• _DIRECTIONS_: Return every line in the entries below where the word "window" shows up.

• _SUPPLIED MATERIAL_:
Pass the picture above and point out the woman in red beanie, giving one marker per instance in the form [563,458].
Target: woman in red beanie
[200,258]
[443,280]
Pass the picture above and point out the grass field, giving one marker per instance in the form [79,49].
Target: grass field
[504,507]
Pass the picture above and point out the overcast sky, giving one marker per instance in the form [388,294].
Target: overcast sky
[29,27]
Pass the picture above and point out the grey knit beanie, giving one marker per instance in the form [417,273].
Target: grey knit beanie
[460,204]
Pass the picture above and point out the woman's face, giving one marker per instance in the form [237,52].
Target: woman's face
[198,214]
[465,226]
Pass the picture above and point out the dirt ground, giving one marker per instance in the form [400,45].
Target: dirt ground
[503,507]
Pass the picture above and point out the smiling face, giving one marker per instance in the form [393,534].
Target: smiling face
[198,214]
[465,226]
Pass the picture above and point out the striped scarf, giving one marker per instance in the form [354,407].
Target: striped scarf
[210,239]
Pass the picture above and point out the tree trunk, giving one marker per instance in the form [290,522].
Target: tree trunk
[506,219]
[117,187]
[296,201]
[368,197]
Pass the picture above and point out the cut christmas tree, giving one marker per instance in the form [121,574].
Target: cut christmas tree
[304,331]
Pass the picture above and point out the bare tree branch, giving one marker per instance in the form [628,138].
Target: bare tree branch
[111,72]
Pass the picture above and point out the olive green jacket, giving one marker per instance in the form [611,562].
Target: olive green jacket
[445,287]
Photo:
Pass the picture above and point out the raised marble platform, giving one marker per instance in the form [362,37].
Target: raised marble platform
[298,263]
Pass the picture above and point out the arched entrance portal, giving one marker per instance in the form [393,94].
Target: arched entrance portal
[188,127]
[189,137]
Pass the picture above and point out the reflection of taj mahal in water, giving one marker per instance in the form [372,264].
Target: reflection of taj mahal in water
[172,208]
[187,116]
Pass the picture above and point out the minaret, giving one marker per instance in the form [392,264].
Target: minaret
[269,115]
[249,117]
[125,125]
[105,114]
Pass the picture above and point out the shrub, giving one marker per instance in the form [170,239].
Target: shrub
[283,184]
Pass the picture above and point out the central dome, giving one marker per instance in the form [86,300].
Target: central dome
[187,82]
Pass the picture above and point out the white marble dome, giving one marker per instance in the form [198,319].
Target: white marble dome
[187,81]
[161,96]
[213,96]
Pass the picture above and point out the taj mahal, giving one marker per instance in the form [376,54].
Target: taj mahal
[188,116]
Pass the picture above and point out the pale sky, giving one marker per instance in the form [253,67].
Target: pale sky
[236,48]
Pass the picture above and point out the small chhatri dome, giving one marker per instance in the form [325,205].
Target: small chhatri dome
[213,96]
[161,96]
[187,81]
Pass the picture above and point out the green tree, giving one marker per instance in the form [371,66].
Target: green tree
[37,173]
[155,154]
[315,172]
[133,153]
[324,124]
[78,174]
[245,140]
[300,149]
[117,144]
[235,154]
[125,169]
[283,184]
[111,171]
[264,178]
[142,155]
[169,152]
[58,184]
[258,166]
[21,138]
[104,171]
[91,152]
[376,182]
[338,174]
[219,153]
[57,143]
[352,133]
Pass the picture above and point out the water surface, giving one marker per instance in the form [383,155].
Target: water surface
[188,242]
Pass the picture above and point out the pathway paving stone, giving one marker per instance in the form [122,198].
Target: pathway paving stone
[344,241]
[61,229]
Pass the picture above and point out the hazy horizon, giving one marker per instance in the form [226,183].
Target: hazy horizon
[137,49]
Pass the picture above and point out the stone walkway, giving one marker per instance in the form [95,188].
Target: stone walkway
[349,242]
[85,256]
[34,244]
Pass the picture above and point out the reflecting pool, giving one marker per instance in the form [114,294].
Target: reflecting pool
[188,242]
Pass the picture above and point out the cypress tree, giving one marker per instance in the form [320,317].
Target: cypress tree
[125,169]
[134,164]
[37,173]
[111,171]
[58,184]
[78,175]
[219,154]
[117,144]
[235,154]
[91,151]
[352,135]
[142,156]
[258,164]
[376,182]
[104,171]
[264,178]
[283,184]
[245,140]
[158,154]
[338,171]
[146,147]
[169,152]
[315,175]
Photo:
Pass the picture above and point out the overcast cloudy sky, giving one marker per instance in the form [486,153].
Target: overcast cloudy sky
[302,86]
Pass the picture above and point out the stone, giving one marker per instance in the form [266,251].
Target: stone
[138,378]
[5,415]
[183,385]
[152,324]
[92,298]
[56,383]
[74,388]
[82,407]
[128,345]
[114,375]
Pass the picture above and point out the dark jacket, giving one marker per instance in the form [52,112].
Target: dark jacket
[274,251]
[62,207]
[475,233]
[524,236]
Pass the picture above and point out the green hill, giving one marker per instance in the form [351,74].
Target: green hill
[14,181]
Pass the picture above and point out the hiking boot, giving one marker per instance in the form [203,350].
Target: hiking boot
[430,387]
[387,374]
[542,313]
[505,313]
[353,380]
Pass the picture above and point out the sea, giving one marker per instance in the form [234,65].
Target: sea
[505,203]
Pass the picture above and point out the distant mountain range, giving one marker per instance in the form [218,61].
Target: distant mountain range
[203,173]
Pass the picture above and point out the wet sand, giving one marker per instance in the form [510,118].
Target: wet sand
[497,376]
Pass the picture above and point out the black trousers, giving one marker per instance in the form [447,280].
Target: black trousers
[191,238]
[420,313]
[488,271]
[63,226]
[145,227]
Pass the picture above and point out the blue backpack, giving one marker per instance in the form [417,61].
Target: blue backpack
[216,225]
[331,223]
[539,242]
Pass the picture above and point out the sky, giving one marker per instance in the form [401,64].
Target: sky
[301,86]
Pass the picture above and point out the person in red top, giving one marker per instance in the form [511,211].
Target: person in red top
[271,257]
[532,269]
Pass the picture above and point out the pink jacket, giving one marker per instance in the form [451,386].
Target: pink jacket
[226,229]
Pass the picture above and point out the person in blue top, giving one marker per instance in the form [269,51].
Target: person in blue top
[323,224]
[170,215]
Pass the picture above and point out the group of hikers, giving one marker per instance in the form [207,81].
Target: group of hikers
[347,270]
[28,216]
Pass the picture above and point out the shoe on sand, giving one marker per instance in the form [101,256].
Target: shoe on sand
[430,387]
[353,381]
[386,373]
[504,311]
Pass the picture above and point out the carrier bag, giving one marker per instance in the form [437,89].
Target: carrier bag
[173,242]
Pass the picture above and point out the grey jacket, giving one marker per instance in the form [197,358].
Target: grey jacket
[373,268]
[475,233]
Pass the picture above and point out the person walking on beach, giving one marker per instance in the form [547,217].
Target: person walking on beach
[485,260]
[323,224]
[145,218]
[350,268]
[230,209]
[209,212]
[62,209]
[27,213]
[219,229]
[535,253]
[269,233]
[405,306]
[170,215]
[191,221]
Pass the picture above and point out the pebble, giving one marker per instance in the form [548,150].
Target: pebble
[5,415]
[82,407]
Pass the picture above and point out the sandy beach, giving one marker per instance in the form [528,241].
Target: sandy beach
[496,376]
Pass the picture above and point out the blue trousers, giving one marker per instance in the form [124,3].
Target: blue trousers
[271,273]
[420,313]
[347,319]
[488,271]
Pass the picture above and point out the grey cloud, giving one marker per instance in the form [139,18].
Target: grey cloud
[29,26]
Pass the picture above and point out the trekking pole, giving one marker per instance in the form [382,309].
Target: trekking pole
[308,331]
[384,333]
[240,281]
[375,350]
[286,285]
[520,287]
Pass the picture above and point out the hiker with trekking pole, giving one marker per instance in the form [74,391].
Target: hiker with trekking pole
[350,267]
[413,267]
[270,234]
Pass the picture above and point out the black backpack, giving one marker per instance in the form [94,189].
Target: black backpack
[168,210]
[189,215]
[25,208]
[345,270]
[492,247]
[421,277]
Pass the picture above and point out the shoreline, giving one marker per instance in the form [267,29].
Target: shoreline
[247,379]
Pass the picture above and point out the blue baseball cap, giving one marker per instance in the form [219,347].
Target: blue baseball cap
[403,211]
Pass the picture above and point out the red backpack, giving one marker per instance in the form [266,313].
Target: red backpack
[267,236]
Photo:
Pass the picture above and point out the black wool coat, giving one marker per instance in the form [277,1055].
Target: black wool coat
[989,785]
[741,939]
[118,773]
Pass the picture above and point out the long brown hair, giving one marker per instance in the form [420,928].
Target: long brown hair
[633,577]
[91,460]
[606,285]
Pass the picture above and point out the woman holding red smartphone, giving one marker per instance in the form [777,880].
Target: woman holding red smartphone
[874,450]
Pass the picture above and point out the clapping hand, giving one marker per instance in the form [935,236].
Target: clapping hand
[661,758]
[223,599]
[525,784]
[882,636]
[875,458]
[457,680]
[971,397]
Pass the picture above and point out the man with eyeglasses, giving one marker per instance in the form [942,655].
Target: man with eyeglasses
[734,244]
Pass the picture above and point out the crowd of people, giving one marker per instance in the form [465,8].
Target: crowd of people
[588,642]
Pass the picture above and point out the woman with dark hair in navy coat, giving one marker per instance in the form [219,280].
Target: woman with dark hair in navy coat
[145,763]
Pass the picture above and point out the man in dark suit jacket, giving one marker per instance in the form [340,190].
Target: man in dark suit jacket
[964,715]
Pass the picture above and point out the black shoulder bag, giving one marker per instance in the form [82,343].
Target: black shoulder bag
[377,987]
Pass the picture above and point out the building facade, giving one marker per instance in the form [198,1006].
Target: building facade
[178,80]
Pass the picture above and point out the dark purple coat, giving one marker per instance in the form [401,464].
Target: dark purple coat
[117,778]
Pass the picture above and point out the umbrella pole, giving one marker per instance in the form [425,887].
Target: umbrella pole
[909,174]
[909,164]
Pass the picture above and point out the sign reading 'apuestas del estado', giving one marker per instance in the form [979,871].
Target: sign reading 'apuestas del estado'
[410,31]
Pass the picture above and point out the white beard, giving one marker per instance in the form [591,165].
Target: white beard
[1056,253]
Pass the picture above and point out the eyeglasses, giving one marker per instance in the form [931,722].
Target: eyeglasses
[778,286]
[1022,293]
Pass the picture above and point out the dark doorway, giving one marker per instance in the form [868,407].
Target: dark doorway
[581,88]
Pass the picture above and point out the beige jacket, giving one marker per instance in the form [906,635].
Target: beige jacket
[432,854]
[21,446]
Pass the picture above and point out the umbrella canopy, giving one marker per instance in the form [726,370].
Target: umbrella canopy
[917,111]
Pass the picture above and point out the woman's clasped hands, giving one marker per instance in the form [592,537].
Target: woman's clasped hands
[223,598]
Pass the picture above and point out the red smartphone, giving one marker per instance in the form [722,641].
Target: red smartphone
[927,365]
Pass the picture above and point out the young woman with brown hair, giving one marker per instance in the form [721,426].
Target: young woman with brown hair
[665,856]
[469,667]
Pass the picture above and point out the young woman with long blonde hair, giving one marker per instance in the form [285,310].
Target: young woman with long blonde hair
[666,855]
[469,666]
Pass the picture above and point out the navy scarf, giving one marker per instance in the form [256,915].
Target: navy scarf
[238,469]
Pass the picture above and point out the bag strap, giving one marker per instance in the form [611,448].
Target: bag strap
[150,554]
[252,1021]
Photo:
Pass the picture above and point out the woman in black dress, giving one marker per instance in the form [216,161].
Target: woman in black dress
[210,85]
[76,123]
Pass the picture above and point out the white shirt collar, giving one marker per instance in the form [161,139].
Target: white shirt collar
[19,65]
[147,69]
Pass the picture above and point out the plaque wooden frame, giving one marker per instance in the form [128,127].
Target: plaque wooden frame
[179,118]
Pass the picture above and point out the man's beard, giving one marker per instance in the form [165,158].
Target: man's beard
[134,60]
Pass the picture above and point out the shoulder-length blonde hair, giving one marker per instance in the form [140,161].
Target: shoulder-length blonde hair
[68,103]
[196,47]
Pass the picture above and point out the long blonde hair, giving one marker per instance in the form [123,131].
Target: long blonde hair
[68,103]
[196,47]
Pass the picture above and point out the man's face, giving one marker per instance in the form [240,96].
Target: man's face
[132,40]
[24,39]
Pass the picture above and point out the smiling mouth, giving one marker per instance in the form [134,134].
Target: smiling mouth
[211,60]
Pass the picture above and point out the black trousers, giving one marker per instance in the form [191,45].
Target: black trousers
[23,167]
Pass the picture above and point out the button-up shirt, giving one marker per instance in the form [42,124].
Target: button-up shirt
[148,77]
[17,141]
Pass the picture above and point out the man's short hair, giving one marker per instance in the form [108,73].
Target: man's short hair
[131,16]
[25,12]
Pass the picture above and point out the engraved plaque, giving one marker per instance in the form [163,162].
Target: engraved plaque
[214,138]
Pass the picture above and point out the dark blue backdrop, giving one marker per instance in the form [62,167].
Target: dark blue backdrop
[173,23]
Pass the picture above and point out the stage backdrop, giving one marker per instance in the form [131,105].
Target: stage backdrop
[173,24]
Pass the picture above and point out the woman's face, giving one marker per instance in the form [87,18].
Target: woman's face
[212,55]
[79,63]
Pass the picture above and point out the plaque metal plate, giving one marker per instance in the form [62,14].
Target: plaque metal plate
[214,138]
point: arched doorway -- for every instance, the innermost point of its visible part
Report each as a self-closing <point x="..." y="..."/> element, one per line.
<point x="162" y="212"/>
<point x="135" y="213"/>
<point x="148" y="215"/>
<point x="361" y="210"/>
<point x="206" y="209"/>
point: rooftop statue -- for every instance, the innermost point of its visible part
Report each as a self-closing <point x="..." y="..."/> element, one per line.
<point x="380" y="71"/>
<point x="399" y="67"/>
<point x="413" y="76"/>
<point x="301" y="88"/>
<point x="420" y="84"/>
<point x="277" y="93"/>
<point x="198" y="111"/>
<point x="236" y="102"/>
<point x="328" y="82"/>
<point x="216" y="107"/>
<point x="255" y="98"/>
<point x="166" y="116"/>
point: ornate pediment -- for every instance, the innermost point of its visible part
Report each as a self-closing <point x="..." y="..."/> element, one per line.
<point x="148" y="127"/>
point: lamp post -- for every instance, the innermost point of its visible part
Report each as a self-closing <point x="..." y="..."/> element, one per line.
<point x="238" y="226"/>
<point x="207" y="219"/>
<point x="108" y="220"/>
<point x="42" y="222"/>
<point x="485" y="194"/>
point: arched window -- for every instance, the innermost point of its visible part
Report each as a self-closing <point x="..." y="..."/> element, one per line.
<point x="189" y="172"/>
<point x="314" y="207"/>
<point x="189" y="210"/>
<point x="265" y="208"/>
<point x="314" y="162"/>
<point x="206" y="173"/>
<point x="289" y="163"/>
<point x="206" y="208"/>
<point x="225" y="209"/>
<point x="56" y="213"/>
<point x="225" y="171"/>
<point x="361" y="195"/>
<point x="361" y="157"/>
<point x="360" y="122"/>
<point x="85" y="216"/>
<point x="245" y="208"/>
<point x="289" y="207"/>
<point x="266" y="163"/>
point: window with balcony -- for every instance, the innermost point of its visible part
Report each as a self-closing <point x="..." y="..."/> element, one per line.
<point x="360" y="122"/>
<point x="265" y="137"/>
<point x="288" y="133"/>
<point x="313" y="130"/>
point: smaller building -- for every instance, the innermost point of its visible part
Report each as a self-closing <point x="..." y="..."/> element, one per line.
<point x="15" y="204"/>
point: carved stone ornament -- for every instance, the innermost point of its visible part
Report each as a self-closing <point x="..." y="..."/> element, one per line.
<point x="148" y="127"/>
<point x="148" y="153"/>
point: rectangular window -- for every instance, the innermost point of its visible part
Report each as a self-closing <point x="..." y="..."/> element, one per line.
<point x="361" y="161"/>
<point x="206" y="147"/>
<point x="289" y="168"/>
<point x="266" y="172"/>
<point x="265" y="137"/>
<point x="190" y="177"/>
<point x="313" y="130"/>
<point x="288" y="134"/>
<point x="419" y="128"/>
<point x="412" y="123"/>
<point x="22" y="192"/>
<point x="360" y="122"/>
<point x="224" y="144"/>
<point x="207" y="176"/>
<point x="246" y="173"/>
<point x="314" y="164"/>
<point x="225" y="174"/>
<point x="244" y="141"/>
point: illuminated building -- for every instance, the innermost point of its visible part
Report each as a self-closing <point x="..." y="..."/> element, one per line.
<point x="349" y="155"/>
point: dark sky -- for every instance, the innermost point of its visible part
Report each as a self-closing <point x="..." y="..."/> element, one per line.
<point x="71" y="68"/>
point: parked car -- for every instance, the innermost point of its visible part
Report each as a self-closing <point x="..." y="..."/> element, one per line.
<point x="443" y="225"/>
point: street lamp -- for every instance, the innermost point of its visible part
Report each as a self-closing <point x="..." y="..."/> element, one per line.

• _RESULT OF THE TASK_:
point: arched window -- for every instance, the innermost point of its visible part
point: window with balcony -- for every instance, the innermost point of its visible part
point: rectangular window -- for every instance, the innermost point of its visible part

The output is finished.